begin ITEMS

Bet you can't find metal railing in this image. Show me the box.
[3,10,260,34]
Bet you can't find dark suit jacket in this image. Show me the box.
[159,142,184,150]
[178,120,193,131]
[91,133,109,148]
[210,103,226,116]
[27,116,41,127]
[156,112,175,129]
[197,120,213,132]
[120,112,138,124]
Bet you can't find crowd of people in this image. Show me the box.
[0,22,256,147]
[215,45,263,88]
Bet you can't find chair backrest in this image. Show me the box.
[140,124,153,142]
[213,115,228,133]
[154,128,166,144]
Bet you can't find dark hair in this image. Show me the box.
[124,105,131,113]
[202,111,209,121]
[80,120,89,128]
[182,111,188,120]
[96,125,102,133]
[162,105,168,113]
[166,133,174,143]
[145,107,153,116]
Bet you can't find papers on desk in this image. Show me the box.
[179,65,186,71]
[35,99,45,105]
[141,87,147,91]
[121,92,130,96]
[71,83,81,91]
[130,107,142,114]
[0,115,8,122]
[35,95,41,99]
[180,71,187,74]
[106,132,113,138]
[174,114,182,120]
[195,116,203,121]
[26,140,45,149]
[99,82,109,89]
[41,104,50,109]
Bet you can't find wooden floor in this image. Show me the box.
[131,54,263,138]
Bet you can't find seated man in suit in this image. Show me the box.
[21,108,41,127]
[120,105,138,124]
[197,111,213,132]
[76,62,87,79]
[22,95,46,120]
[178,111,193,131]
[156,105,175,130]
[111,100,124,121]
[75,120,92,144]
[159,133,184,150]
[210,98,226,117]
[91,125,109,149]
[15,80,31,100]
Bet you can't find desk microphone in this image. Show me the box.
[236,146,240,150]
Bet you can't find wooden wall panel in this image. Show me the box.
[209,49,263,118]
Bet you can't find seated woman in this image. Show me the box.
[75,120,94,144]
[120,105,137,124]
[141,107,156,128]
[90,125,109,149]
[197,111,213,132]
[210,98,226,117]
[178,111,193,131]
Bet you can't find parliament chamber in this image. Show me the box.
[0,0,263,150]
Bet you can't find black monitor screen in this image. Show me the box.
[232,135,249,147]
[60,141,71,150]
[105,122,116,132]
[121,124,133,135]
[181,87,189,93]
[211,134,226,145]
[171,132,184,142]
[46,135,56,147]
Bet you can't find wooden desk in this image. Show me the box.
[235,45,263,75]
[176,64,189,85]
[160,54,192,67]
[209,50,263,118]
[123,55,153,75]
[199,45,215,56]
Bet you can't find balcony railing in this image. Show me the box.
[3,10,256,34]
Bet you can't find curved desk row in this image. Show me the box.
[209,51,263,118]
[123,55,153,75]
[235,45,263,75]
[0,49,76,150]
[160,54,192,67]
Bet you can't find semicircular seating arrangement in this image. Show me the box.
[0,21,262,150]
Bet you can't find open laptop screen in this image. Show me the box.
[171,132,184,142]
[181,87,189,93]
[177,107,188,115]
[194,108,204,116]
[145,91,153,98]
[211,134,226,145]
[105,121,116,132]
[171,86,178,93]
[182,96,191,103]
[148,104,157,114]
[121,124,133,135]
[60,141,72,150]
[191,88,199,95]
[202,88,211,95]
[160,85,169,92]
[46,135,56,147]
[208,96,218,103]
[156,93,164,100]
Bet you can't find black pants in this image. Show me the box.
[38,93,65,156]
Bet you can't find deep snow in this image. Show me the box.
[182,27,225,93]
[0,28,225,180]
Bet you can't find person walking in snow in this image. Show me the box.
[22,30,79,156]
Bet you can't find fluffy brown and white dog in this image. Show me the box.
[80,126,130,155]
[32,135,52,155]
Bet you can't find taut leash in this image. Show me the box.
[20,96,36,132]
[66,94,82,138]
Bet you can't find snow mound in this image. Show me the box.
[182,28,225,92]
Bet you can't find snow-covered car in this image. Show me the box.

end ITEMS

EXERCISE DESCRIPTION
Render every one of the records above as a numbered list, leaving out any blank lines.

WORKED SOLUTION
1. Bet you can't find metal railing in this image. Show me the box.
2. [3,10,260,34]
3. Bet you can't find dark suit jacket in this image. Show me the box.
4. [159,142,184,150]
5. [178,120,193,131]
6. [91,133,109,148]
7. [210,103,226,116]
8. [27,116,41,127]
9. [156,112,175,129]
10. [197,120,213,132]
11. [120,112,138,124]
12. Bet you can't find crowd of people in this image. Show me the box.
13. [0,22,256,147]
14. [215,45,263,88]
15. Bet you can't find chair backrest in this image. Show me the box.
16. [140,124,153,142]
17. [213,115,228,133]
18. [154,128,166,144]
19. Bet you can't find dark hair in this image. Show me the box.
20. [124,105,131,113]
21. [202,111,209,121]
22. [80,120,89,128]
23. [182,111,188,120]
24. [96,125,102,133]
25. [162,105,168,113]
26. [166,133,174,143]
27. [145,107,153,116]
28. Bet you can't find papers on desk in this image. Show me the box.
29. [179,65,186,71]
30. [35,99,45,105]
31. [141,87,147,91]
32. [121,92,130,96]
33. [71,83,81,91]
34. [130,107,142,114]
35. [0,115,8,122]
36. [35,95,41,99]
37. [180,71,187,74]
38. [106,132,113,138]
39. [174,114,182,120]
40. [195,116,203,121]
41. [26,140,45,149]
42. [99,82,109,89]
43. [41,104,50,109]
44. Bet you can't find wooden floor in this image. Show me the box.
45. [131,54,263,138]
46. Bet you can't find seated man in suit in this image. Show me the box.
47. [21,108,41,127]
48. [120,105,138,124]
49. [197,111,213,132]
50. [76,62,87,79]
51. [22,95,46,120]
52. [178,111,193,131]
53. [156,105,175,130]
54. [111,100,124,121]
55. [75,120,92,144]
56. [159,133,184,150]
57. [210,98,226,117]
58. [91,125,109,149]
59. [15,80,31,100]
60. Bet you can't find desk microphone in this image. Show me the box.
61. [236,146,240,150]
62. Bet you can't find wooden wall panel in this image. Show me the box.
63. [209,49,263,118]
64. Bet you can't find seated woman in this image. Show me the box.
65. [75,120,94,144]
66. [120,105,137,124]
67. [141,107,156,128]
68. [90,125,109,149]
69. [197,111,213,132]
70. [210,98,226,117]
71. [178,111,193,131]
72. Bet you can't find parliament chamber in this image. Show me the box.
73. [0,0,263,150]
74. Bet you can't find black monitor screen in this image. Show me the box.
75. [232,135,249,147]
76. [60,141,71,150]
77. [105,122,116,132]
78. [121,124,133,135]
79. [181,87,189,93]
80. [211,134,226,145]
81. [171,132,184,142]
82. [46,135,56,147]
83. Bet you can't find wooden desk in this image. Show me the box.
84. [235,45,263,75]
85. [176,64,189,85]
86. [160,54,192,67]
87. [209,50,263,118]
88. [123,55,153,75]
89. [199,45,215,56]
90. Bet you can't find balcony railing in this image. Show me the box.
91. [3,10,256,34]
92. Bet you can't find curved desk row in this image. Show me the box.
93. [209,51,263,118]
94. [123,55,153,75]
95. [235,45,263,75]
96. [0,49,76,150]
97. [160,54,192,67]
98. Bet you can't find semicircular seating arrangement in this image. Show me the box.
99. [0,21,262,150]
100. Bet you can't find open laptop screen in this image. Show me the box.
101. [171,132,184,142]
102. [181,87,189,93]
103. [177,107,188,115]
104. [194,108,204,116]
105. [145,91,153,98]
106. [211,134,226,145]
107. [105,121,116,132]
108. [171,86,178,93]
109. [182,96,191,103]
110. [148,104,157,114]
111. [121,124,133,135]
112. [60,141,72,150]
113. [191,88,199,95]
114. [202,88,211,95]
115. [160,85,169,92]
116. [46,135,56,147]
117. [208,96,218,103]
118. [156,93,164,100]
119. Bet you can't find black pants in this image. Show me the box.
120. [38,93,65,156]
121. Bet you can't find deep snow in this image. Show me the box.
122. [182,27,225,93]
123. [0,28,225,180]
124. Bet you can't find person walking in snow in this image. Show me the box.
125. [22,30,79,156]
126. Bet you can't find fluffy brown and white dog in this image. Show me the box.
127. [80,126,130,155]
128. [32,135,52,155]
129. Bet you can't find taut leash in this image. Show me the box.
130. [20,96,36,132]
131. [66,94,82,138]
132. Bet you can't find snow mound in this image. Show me the box.
133. [182,28,225,92]
134. Bet you can't find snow-covered car in this image. Show me the box.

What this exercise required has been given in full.